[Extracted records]
========================

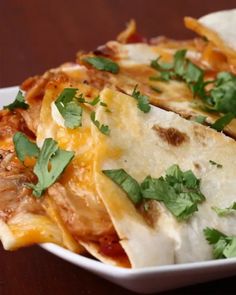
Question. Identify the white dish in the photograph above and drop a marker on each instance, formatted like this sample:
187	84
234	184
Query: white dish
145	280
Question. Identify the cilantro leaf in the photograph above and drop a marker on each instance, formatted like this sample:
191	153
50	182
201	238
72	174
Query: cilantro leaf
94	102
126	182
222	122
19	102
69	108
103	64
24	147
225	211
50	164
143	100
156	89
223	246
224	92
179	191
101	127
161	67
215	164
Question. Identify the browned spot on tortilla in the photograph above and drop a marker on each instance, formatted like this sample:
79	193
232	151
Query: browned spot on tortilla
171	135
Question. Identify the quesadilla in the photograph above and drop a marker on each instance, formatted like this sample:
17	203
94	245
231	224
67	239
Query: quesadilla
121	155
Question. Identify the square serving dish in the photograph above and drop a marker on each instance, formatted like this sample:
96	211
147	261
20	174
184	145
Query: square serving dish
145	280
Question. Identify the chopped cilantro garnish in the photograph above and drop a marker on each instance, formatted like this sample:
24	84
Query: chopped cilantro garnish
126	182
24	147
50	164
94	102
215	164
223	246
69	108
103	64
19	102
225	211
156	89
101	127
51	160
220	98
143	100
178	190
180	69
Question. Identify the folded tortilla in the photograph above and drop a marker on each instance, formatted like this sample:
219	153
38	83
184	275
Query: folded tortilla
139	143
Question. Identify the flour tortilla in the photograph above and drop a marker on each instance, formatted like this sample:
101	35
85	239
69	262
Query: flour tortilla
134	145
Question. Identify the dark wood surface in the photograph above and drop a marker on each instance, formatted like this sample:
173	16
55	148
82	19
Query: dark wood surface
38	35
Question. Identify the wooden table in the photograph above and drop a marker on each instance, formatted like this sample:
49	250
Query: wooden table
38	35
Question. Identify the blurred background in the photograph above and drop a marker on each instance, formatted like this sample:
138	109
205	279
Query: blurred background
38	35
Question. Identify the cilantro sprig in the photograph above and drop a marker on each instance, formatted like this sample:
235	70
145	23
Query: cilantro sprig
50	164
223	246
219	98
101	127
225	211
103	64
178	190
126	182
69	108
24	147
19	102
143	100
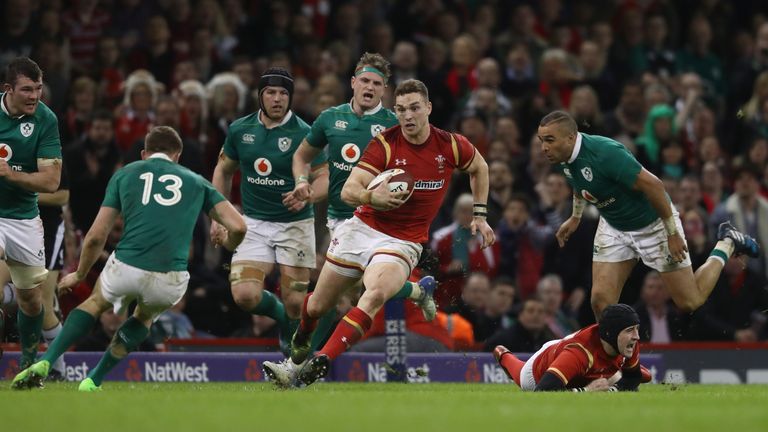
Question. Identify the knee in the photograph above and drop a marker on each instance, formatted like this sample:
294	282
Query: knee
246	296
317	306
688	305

========================

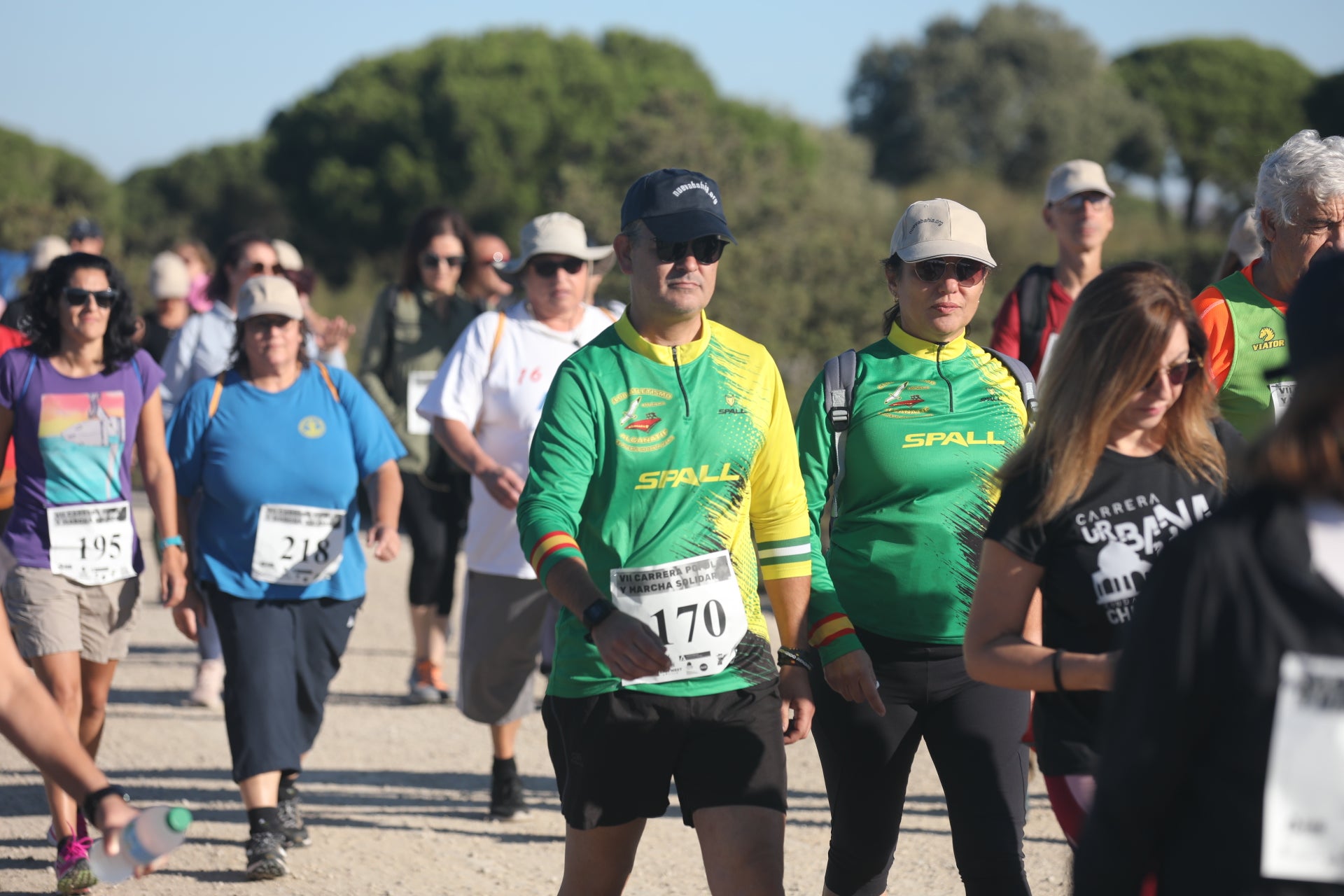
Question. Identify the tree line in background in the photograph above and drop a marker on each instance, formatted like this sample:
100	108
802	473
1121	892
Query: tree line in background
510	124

========================

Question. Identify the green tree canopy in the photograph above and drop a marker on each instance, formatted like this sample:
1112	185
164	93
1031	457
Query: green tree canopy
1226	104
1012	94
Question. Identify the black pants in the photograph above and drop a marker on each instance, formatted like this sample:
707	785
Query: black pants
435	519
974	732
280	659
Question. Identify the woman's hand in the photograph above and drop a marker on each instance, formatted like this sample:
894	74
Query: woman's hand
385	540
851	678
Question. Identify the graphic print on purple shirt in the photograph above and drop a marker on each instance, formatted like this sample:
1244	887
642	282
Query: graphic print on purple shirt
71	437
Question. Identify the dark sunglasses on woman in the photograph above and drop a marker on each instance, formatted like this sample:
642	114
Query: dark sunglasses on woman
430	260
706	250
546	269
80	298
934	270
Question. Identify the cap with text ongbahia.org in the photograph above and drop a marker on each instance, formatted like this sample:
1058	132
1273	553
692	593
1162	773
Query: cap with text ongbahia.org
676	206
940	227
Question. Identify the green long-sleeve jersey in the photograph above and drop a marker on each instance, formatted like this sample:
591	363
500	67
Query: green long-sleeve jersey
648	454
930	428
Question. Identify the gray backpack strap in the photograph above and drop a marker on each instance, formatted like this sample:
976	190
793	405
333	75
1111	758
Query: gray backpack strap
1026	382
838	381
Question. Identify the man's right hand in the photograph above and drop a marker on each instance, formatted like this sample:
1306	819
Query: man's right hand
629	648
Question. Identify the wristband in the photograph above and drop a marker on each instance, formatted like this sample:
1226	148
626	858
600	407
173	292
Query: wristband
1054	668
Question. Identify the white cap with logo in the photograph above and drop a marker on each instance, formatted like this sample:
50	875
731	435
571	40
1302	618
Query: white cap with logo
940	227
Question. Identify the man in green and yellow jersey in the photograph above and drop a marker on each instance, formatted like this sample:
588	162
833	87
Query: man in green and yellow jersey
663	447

========================

■ What you have to do: Report every line of the listing that contains the word "right", with case counting.

■ Response to this task:
Question. Identify the man's right hand in the photograph above and drop a marker on each instance, formatted like this sample:
Query: man's right hand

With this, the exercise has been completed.